It isn't obvious at first glance that this small xml file actually expands to billion "lols". You really have to give the bad guys credit for ingenuity.


:(){ :|: & };:

Even simple bash scripts can do weird things like this. And that's a lot smaller.


Yeah but there's a HUGE difference: bash is intended to be a turing complete language, while XML is a data format. It's trivial to use infinite resources if you can execute arbitary code.

It shouldn't be possible to use resources exponential to the input size for just PARSING (not doing anything else with) XML. This is a great example of why you want to use simple serialization formats like JSON.

It's the same reason I never liked YAML. The spec and implementations are just way too big. There's got to be something hiding in there like this.


YAML is acutally trivially compatible with this exploit, in a sense, though the result is not particularly disastrous with Psych.

    lol1: &lol1
      "lol"

- _Information shown_:
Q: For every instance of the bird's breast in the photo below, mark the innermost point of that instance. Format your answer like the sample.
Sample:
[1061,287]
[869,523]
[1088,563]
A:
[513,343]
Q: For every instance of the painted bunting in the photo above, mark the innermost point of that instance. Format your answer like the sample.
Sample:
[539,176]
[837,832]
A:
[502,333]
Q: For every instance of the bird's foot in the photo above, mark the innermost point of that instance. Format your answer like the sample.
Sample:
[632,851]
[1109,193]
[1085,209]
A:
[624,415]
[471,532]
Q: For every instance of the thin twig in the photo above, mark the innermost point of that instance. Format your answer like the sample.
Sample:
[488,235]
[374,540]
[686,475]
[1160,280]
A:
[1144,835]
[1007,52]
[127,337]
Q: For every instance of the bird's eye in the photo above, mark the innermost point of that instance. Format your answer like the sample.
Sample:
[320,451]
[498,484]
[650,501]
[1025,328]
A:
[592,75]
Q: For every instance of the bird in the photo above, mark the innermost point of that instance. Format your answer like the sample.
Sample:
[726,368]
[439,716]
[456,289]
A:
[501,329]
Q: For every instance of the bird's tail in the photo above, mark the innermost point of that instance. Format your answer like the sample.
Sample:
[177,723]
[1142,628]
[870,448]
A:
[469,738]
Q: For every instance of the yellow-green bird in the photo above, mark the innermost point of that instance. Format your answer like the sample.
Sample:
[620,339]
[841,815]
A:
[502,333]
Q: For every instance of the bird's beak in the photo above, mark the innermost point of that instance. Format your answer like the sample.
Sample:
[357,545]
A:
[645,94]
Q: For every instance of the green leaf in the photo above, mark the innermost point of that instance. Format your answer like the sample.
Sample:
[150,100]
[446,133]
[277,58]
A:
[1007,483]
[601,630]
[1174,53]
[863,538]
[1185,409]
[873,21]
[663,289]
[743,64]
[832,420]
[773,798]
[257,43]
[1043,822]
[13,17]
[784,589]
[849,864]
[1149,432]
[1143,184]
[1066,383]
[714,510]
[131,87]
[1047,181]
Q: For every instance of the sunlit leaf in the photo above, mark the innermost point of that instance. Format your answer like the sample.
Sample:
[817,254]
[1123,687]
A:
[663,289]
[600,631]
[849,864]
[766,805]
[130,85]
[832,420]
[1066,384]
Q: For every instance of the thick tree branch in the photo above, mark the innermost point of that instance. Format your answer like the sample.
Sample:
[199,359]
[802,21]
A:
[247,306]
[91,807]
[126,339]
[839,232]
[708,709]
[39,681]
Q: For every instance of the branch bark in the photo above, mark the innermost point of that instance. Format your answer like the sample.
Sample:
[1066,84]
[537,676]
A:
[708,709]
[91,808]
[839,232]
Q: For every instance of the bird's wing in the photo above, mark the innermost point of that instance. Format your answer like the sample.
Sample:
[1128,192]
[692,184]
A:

- _To be done_:
1. Answer these questions about the discussion:
(a) How many "lols" does the small XML file expand to?
(b) Which data format is given as an example of a simple serialization format?
(c) With which YAML implementation is the result said to be not particularly disastrous?
2. Copy the discussion from "It isn't obvious" up to and including "there like this.".
The entries have no connection to the discussion.

- _Task-by-task results_:
1.
(a) A billion.
(b) JSON.
(c) Psych.

2.
It isn't obvious at first glance that this small xml file actually expands to billion "lols". You really have to give the bad guys credit for ingenuity.


:(){ :|: & };:

Even simple bash scripts can do weird things like this. And that's a lot smaller.


Yeah but there's a HUGE difference: bash is intended to be a turing complete language, while XML is a data format. It's trivial to use infinite resources if you can execute arbitary code.

It shouldn't be possible to use resources exponential to the input size for just PARSING (not doing anything else with) XML. This is a great example of why you want to use simple serialization formats like JSON.

It's the same reason I never liked YAML. The spec and implementations are just way too big. There's got to be something hiding in there like this.